-- INSTRUCTIONS --
1. Sum up the post about Medicare fraud in two sentences.
2. Go on with the post about Medicare fraud from the point where it stops.

Start of GIVEN PASSAGE

Two Boomers walk into a Zoom call...

Happy Tuesday, folks.

This week I did something I swore I'd never do: I invited another Boomer on the show. Turns out we agree on everything, which is either deeply reassuring or a sign we're both wrong.

Either way, Diana Walters drove up from Ava, Illinois (Okay, it was a Zoom, but it sounded cool to have guests drive all the way down here to be on my super important Podcast), and what she told me about Medicare will make you want to go check your mail. Possibly also your blood pressure.

It’s showtime!

Back in Our Day: Medicare

There was a time, and I realize saying "there was a time" is the most Boomer sentence in the English language but bear with me, when you could send an invoice and reasonably expect to get paid.

Not fast. Government-fast, which is its own special category of slow. But eventually, that check somehow showed up.

Diana built a counseling practice on that assumption. Saw patients. Filed claims. Did everything right. And Medicare — which had been hacked, quietly, without so much as a postcard — sent her denials instead of payments. She rebuilt her billing from scratch thinking it was her mistake. Got denied again. Then found out the system had been compromised, that hackers had gotten in and rerouted money, and that nobody at Medicare had thought to mention this to the people whose money was being rerouted.

Back in our day, if the phone company screwed up your bill, you at least got a bureaucratic, cover-our-rear-end letter typed in a bland corporate font nobody chose on purpose... but a letter nonetheless. Now apparently we've moved past that.

I check my bank account twice a day. Morning and evening. It's become a ritual, like coffee except more stressful and with worse taste. That's not how it should be. But here we are.

This week's episode is with: Diana Walters

Diana Walters is a psychotherapist, a fellow Boomer, and a woman who got ripped off by Medicare — twice. Once as a provider who never got paid, and another as a patient who didn't know someone in Florida was spending her benefits.

We talk fraud and scams that eventually shut down her practice, and why your EOB is more important than you think.

End of GIVEN PASSAGE
Start of LISTED ENTRIES

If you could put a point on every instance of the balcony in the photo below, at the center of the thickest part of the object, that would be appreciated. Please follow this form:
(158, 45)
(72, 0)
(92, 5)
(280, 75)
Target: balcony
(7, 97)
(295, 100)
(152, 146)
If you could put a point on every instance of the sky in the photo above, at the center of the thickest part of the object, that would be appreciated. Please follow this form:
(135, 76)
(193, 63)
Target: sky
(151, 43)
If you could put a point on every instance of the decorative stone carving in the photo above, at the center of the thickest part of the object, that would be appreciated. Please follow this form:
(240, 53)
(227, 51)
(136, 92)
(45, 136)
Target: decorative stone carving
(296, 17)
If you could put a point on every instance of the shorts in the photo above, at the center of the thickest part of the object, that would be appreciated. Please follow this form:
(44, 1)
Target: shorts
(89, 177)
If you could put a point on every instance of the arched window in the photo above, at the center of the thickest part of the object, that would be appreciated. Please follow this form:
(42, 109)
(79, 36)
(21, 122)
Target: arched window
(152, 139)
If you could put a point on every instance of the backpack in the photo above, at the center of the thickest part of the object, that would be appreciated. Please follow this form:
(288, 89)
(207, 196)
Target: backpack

End of LISTED ENTRIES

-- ANSWERS FOR EACH ITEM --
1. The host invites fellow Boomer Diana Walters, a psychotherapist from Ava, Illinois, onto the podcast by Zoom to talk about how Medicare shortchanged her twice: once as a provider and once as a patient. Hackers had quietly compromised Medicare and rerouted her payments, and someone in Florida was spending her benefits, and the fraud and scams eventually shut down her practice.

2.
Well I’ll be Damned

I'll be honest with you. I knew Medicare had problems. Everybody knows Medicare has problems. It's one of those things, like the DMV or airline food, where the complaints are so constant they've become background noise.

What I did not know — what genuinely stopped me mid-conversation — is that when Medicare got hacked, they just... didn't tell anybody. Not the providers. Not the patients. Not the people who were about to get billed for $6,000 worth of catheters they never ordered (one person, Diana pointed out, does not use six thousand dollars worth of catheters — the computers should have caught that, and they didn't). For the record: nearly a million beneficiaries were affected. A MILLION. And still — nothing in the mail.

Well. I'll be damned.

Here's the part that stuck with me most: Diana said boomers are "so trustworthy — we can't imagine somebody would do something like this." She meant it as a warning. We grew up in a world where the systems mostly held, where institutions were at least performing reliability even when they weren't delivering it. That instinct — that default trust — is exactly what makes us the target.

Check your EOBs. Your Explanation of Benefits. Every one. If something went somewhere you didn't go, call. Make them open a case. Be a nuisance. Diana emailed the FBI. That's not nothing. And if you want a plain-English breakdown of what medical identity theft actually looks like and what to do about it, the Senior Medicare Patrol has a good one.

The word needs to get out. We're helping get it there.